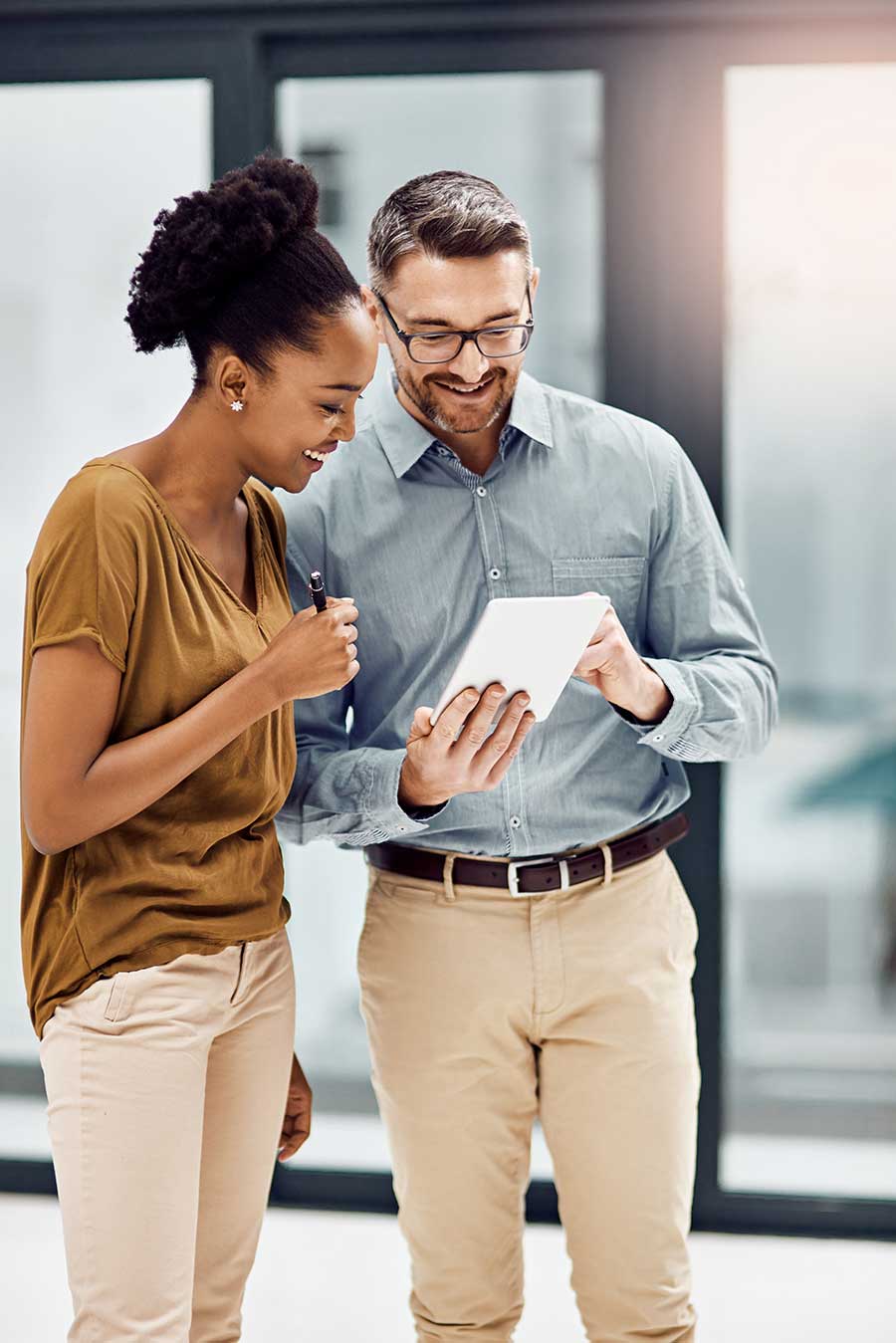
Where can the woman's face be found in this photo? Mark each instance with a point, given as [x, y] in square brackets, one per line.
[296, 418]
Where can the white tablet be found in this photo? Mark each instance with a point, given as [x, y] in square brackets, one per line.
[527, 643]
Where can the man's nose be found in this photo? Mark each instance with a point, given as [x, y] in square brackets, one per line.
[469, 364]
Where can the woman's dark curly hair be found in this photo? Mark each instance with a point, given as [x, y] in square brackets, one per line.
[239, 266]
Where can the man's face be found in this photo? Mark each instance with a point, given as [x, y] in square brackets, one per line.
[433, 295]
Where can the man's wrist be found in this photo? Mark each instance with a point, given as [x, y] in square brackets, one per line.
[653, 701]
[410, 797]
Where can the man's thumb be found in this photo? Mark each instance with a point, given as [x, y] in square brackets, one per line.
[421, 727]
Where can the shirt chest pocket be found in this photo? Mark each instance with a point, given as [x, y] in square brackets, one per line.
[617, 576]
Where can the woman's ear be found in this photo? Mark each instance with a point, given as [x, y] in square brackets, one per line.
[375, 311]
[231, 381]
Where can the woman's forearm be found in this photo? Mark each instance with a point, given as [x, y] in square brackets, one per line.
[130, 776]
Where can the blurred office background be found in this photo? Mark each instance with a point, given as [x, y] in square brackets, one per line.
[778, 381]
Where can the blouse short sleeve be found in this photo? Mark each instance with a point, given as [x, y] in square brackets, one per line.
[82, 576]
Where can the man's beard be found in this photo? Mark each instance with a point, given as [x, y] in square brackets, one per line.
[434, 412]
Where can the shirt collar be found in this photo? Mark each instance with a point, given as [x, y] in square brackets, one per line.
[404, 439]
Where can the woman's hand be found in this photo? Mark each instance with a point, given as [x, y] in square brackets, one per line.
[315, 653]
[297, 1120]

────

Rewrite all the records above, replacing every "photo" with "image" and leaving everything else unchanged. Omit the pictures.

Where can the woman's face be found in this image? Mark each instance with a point, given as [x, y] in square brackets, one per line.
[296, 418]
Where can the white tablet be found in this image? Mark each instance with a point, given as [x, y] in square brackets, one per line.
[527, 643]
Where can the man's nose be found in this image? Mark each instance with a point, given as [x, y] in square brackets, one per line.
[469, 364]
Where can the woman's dark curly hair be found in this image? Mark each instance with a point, given as [x, y] in square brackets, one per line.
[239, 266]
Where can the man's face be found in this image? Mark each instance with a point, given as [x, y] in square brackets, one per line.
[433, 295]
Where can the man's wrist be found in this image? Mark each instance with a point, given as [x, y] in square brackets, one per line.
[653, 701]
[410, 797]
Where can the man's thumb be found in this image? Mark each instance with a point, given as [x, y] in square brackets, one per line.
[421, 727]
Where can the shirt chest pocket be found in this image? Mark each instance with a point, given as [x, y] in square brackets, one per line.
[617, 576]
Where can the woman's ear be found in this image? Mark each instance with a point, given as [x, y] in square brackets, one per line.
[375, 311]
[231, 381]
Where can the woman's forearm be found in this image? Mark each instance with a point, given as [x, y] in square brackets, one per line.
[130, 776]
Where can the blurred office background be found in this image? Mark each instance with a point, given as [x, y] in square brackets, one per line.
[778, 381]
Where can the blouse short sleeve be found in this image? Mark each instance with a point, given as [x, y] in square brackets, one per line.
[82, 576]
Where can the man's beard be found in this image? Mark each instance with a point, given as [x, y] in square brackets, one per line.
[434, 412]
Where can the shirt collar be found in this image? Mark each instance with a point, given as [x, y] in square brackets, one per line.
[404, 439]
Where can the woman's hand be found in this image? Mark each instance with a point, given as [x, y] in square brackets, one per line.
[315, 653]
[297, 1120]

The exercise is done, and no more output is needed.